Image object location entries
↓↓↓

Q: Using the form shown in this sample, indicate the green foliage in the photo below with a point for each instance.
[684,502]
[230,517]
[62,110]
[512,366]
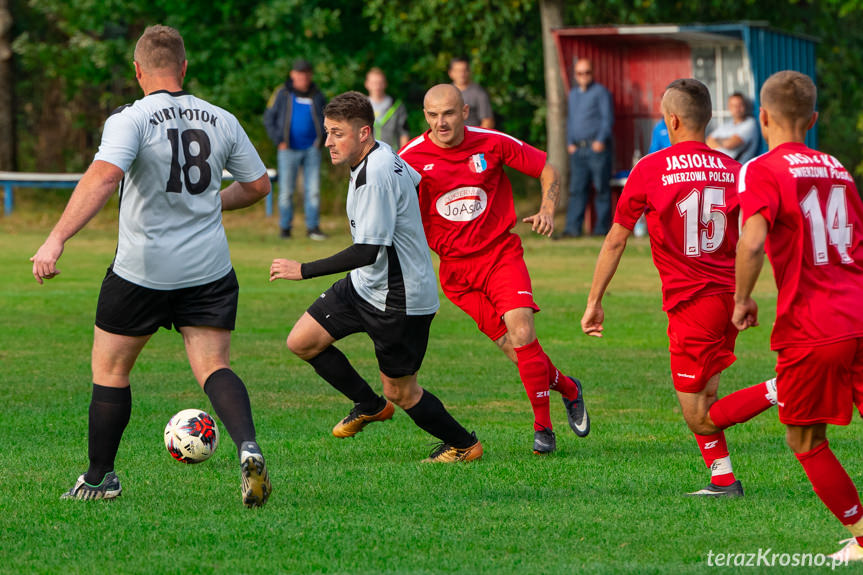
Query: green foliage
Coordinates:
[240,52]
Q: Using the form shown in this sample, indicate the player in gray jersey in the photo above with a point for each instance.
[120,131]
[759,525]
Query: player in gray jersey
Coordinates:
[172,266]
[390,293]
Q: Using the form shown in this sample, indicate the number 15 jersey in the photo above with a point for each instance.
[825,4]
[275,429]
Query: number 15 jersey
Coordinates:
[173,148]
[815,243]
[688,194]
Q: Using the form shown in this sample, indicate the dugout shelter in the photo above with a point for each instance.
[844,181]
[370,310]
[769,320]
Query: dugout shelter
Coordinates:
[636,63]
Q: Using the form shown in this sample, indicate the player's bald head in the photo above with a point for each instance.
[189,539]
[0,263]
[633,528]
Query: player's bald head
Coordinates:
[160,48]
[689,100]
[789,97]
[445,95]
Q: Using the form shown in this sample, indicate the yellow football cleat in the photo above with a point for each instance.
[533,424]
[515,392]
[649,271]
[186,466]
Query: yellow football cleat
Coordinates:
[446,453]
[356,420]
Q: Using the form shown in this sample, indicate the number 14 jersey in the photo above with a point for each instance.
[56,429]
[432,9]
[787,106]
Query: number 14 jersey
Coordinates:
[173,148]
[815,243]
[688,193]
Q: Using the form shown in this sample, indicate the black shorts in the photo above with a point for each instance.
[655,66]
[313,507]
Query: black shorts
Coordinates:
[126,308]
[400,340]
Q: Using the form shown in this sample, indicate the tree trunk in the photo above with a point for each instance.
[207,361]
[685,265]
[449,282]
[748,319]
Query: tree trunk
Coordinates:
[551,14]
[7,112]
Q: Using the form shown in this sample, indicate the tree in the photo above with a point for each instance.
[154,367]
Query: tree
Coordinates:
[551,12]
[7,112]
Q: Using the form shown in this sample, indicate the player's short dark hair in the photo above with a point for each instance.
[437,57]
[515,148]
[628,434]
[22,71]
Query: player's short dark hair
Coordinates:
[351,107]
[159,48]
[458,60]
[789,96]
[690,100]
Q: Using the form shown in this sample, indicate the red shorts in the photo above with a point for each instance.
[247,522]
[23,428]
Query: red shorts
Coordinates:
[489,284]
[820,384]
[701,340]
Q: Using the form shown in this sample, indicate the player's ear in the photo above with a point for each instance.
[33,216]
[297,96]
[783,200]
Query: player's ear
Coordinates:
[365,133]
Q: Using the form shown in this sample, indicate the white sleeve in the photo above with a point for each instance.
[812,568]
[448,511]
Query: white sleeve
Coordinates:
[121,139]
[244,163]
[377,224]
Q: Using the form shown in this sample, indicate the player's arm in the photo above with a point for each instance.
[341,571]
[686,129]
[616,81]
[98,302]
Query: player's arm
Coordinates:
[543,221]
[97,184]
[747,268]
[355,256]
[243,194]
[606,265]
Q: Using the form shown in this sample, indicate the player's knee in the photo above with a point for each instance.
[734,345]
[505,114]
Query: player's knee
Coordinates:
[700,423]
[301,346]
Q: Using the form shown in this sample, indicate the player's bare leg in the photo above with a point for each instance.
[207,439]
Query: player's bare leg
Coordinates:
[707,417]
[209,351]
[539,376]
[113,357]
[430,415]
[830,482]
[310,342]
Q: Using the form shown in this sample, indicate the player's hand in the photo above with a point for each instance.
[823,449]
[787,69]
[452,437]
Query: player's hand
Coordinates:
[282,269]
[591,321]
[45,260]
[541,223]
[745,314]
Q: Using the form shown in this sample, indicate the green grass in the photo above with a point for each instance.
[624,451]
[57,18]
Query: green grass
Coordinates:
[611,503]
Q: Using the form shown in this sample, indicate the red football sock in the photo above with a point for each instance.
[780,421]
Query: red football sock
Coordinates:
[533,370]
[831,483]
[715,453]
[741,405]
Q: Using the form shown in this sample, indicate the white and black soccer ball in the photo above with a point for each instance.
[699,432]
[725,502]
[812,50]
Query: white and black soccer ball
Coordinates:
[191,436]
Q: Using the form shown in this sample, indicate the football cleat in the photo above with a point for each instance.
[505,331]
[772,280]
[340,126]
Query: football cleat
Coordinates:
[446,453]
[544,441]
[733,490]
[576,411]
[109,488]
[356,420]
[850,552]
[256,487]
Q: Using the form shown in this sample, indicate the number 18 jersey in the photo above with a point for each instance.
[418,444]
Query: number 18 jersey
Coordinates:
[688,194]
[173,148]
[815,243]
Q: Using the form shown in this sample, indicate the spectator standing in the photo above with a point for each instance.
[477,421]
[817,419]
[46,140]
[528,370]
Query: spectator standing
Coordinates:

↑↑↑

Exercise aim
Every record must be copied exactly, with images dropped from the result.

Exercise output
Q: Using the form shown in this sample, indicate the green foliage in the photo below with a point for each instance.
[684,502]
[230,517]
[62,110]
[512,366]
Query: green foliage
Coordinates:
[240,52]
Q: Using the form shown in this sample, indicate the player in gray jersey in the photo above with a point for each instance.
[120,131]
[759,525]
Query: player in gray jersey
Coordinates:
[172,266]
[390,293]
Q: Using the form shown in this sample, indicate the number 15 jersey in the photo above with a point for each instance.
[825,4]
[275,429]
Query: number 15 jersey
Coordinates:
[173,148]
[815,243]
[688,194]
Q: Using the form shown in this sample, indicate the dugout shelter in the photo above with a point for each instance.
[844,181]
[370,310]
[769,320]
Query: dugout shelter
Coordinates:
[636,63]
Q: Using the form shown in this sample, indicate the player's bald head in the photo above with a point for each instance.
[189,539]
[0,263]
[633,528]
Query: player's bald head
Coordinates:
[160,48]
[689,100]
[789,97]
[445,95]
Q: Using the form shown in this sample, indicate the yellow football cleat in the photo above with a point for each instance.
[533,424]
[515,392]
[649,271]
[186,466]
Query: yellow football cleat
Coordinates:
[446,453]
[356,420]
Q: Using the form shown in this sample, indicate the number 14 jersey in the photo above with a point for each instance.
[56,429]
[432,9]
[787,106]
Query: number 14 jersey
Coordinates:
[173,148]
[815,243]
[688,193]
Q: Using the form shown in this sample, indicate the black shorts in the photo above with a point for each instance.
[655,66]
[313,507]
Query: black shorts
Coordinates:
[126,308]
[400,340]
Q: Using the form shown in this sample, indicate the tree trunk in the photo above with a point for each instance.
[207,361]
[685,265]
[449,282]
[748,319]
Query: tree trunk
Coordinates:
[551,14]
[7,112]
Q: Using the form shown in this sample, indicate the tree in the photo above with a point for each instance.
[154,367]
Query: tree
Coordinates:
[551,12]
[7,112]
Q: Using the form shown in this sample, indicate the player's short dark hair in the photo above with a point for each instance.
[437,57]
[515,148]
[628,434]
[22,71]
Query: player's short dark hair
Coordinates:
[351,107]
[159,48]
[458,60]
[789,96]
[690,100]
Q: Using the form shown in this sample, indicate the red shorts in the photo above with a point for each instance.
[247,522]
[23,428]
Query: red shorts
Coordinates:
[489,284]
[820,384]
[701,340]
Q: Using the form shown in this sample, indicate the player's ear in the photo above with a point for each instance.
[33,216]
[297,96]
[783,200]
Query: player's ear
Coordinates:
[365,133]
Q: Using the form shown in this sample, indicate the white sleeve in the photo above with a point for each instance.
[812,568]
[448,511]
Query: white sleeve
Coordinates:
[121,139]
[244,163]
[377,224]
Q: Using the form shown in this sample, indicate the player's arm in the photo above with a point for each instance.
[341,571]
[686,129]
[616,81]
[98,302]
Query: player's arm
Coordinates:
[543,221]
[97,184]
[747,268]
[355,256]
[243,194]
[606,265]
Q: Using the form shown in this sample, indicate the player's knee in the photo above with a point for each instance.
[734,345]
[505,114]
Query: player's knee
Coordinates:
[700,423]
[301,346]
Q: Using the form shown in this sample, indicate the player's bare leg in the photo above with a point for each instance.
[207,439]
Query: player's bare leg
Coordinates:
[707,417]
[209,351]
[539,376]
[113,357]
[430,415]
[830,482]
[310,342]
Q: Using the form shown in this sample, indicate the player's hand in the photo above with a point for each instance.
[823,449]
[787,69]
[452,437]
Query: player's hand
Coordinates:
[282,269]
[591,321]
[45,260]
[541,223]
[745,314]
Q: Using the form shown in this sample, indicate the green grass in the photo above with a point for each instance.
[624,451]
[57,18]
Query: green grass
Coordinates:
[611,503]
Q: Using the form shown in this sample, indicate the red football sock in the photo above with a point for each instance.
[780,421]
Query: red football sock
Coordinates:
[533,370]
[831,483]
[715,453]
[741,405]
Q: Using the form shown in this sample, indicate the white and black soccer ball in the photo above with a point for each instance.
[699,432]
[725,502]
[812,50]
Query: white and black soccer ball
Coordinates:
[191,436]
Q: Using the form shown in this sample, indicate the football cleat in the photo above with a point for each instance.
[505,331]
[772,280]
[340,126]
Query: football cleat
Coordinates:
[446,453]
[544,441]
[733,490]
[576,411]
[109,488]
[356,420]
[850,552]
[256,487]
Q: Using the form shown in this sample, indicate the number 18 jersey in the photo above with a point for each instance.
[418,444]
Query: number 18 jersey
Coordinates:
[688,194]
[173,148]
[815,243]
Q: Using the form shown in this sample, indicate the spectator standing in the photo above with a point for each instance.
[477,421]
[817,419]
[46,140]
[528,370]
Query: spectator standing
Coordinates:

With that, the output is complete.